* What you need to do:
Without the pictures, output the records below exactly as they are.

Stored data entries:

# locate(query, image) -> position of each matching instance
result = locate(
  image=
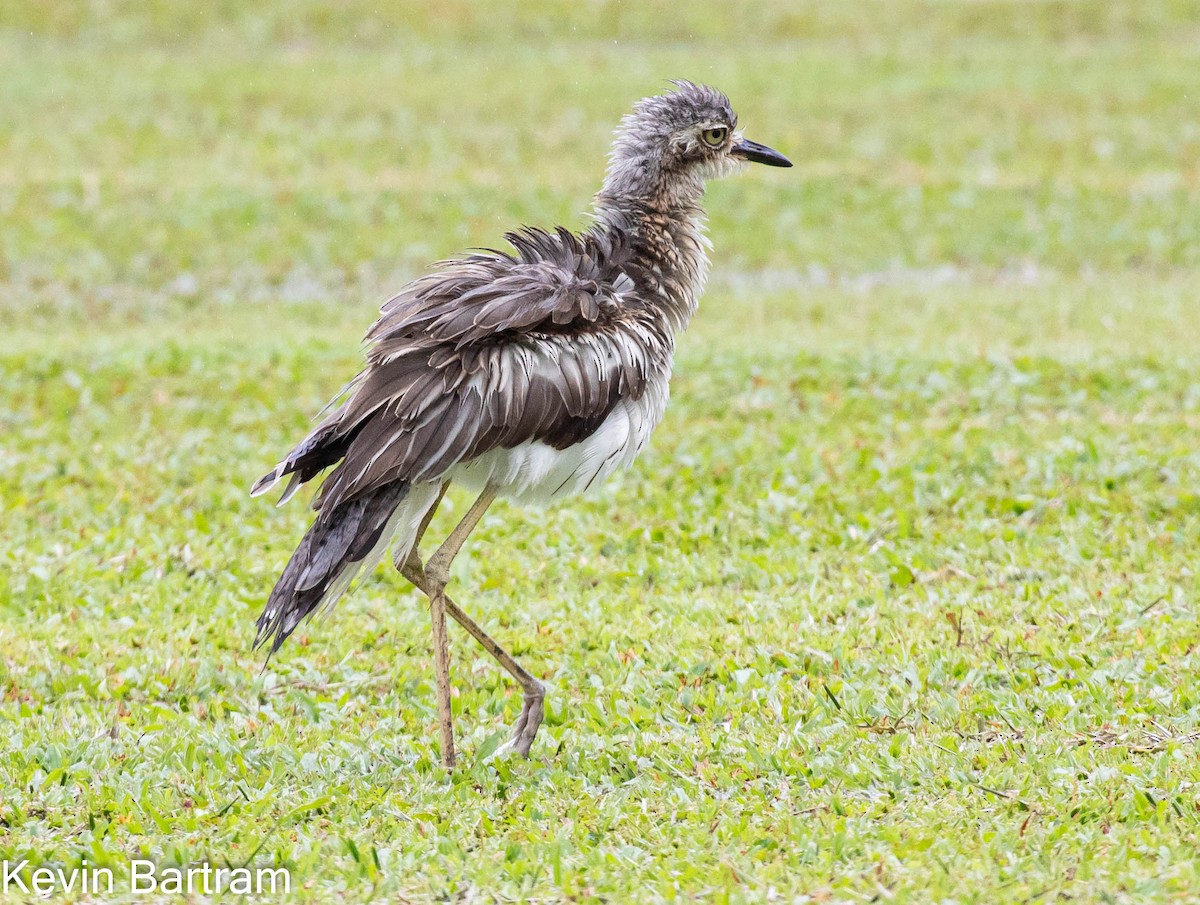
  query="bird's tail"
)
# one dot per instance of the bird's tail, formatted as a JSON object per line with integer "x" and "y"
{"x": 339, "y": 544}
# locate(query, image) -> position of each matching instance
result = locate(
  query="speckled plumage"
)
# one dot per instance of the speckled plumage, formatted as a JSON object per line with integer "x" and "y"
{"x": 535, "y": 371}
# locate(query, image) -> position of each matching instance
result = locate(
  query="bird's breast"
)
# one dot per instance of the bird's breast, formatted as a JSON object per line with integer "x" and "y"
{"x": 535, "y": 472}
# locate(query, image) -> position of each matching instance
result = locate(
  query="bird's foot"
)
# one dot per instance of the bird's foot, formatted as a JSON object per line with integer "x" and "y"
{"x": 527, "y": 724}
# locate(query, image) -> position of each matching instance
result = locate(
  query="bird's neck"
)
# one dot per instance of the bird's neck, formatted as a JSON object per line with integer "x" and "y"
{"x": 670, "y": 249}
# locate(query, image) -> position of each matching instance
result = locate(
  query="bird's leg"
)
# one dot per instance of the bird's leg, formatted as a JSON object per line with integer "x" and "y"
{"x": 532, "y": 709}
{"x": 436, "y": 574}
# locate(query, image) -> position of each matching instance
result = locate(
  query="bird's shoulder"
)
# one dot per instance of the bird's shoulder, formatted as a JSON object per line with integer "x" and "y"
{"x": 551, "y": 282}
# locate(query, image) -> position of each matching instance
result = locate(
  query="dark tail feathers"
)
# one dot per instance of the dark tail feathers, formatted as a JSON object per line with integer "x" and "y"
{"x": 325, "y": 562}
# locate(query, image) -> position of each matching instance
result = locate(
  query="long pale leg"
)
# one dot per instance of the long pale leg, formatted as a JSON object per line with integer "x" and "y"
{"x": 532, "y": 709}
{"x": 437, "y": 573}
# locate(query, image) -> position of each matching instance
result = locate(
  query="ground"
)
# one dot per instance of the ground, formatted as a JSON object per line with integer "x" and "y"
{"x": 901, "y": 604}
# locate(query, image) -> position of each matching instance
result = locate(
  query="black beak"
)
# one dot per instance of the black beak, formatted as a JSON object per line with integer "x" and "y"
{"x": 757, "y": 153}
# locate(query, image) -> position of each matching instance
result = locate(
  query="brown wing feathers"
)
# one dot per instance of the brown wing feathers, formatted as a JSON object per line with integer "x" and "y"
{"x": 490, "y": 352}
{"x": 549, "y": 337}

* Task output:
# locate(query, image) -> position of each matching instance
result = locate(
  image=
  query="bird's tail"
)
# one dot per instance of the bird's tail, formatted as a JSON object per line with integer "x" and "y"
{"x": 339, "y": 544}
# locate(query, image) -> position of each matching instance
result = locate(
  query="speckled plumage"
)
# one dot per instance of the speckled plumage, formatted as a JSON object per line with integer "x" and "y"
{"x": 535, "y": 371}
# locate(query, image) -> position of each matching instance
result = locate(
  query="bird's breast"
)
# one dot per instance of the bird's breast, formatted as a JSON object per line with integer "x" and "y"
{"x": 535, "y": 472}
# locate(query, image) -> position of each matching instance
result = locate(
  query="bird's foot"
)
# one dot per instance of the bird's foot, formatted as a JSON object per line with integer "x" and "y"
{"x": 527, "y": 724}
# locate(query, image) -> position of each matching instance
result = locate(
  query="bird's neck"
)
# one dot per instance of the bird's neck, formatted as a JSON object per line with integer "x" and "y"
{"x": 670, "y": 249}
# locate(query, image) -> position of each matching instance
result = locate(
  query="bird's leg"
)
# one dot per instance of the bird's leg, formatted as a JSON object per line with integer "x" and "y"
{"x": 532, "y": 709}
{"x": 436, "y": 574}
# locate(query, image) -> position of each matching instance
result = locate(
  query="bird's shoulder"
)
# one dot per instance of the bird's shoulder, formatted as a JSON object per line with integer "x" and "y"
{"x": 551, "y": 282}
# locate(query, image) -> position of each matching instance
result = locate(
  query="dark tail feathers"
)
# one dot per instance of the dark tail feathers, formatted as a JSON object per line with integer "x" and "y"
{"x": 325, "y": 562}
# locate(query, image) -> position of each matching instance
result = locate(
  query="long pale leg"
)
# one dot per instance of the long pale leg, formatted as a JSON object per line with integer "x" and "y"
{"x": 532, "y": 709}
{"x": 437, "y": 573}
# locate(query, image) -> position of each matching instance
result = locate(
  query="ground"
)
# one dot per instance of the ground, formatted as a JSON object per line with integer "x" and "y"
{"x": 901, "y": 604}
# locate(query, image) -> position of each matching instance
result = locate(
  query="black beak"
)
# one dot per instance of the black beak, formatted as a JSON object per line with integer "x" and "y"
{"x": 757, "y": 153}
# locate(query, image) -> position of each matching instance
result = locate(
  query="brown wing feathers"
)
# one dot per instance of the brown wing feathers, formatted as a JSON object per line with integer "x" and "y"
{"x": 490, "y": 352}
{"x": 549, "y": 337}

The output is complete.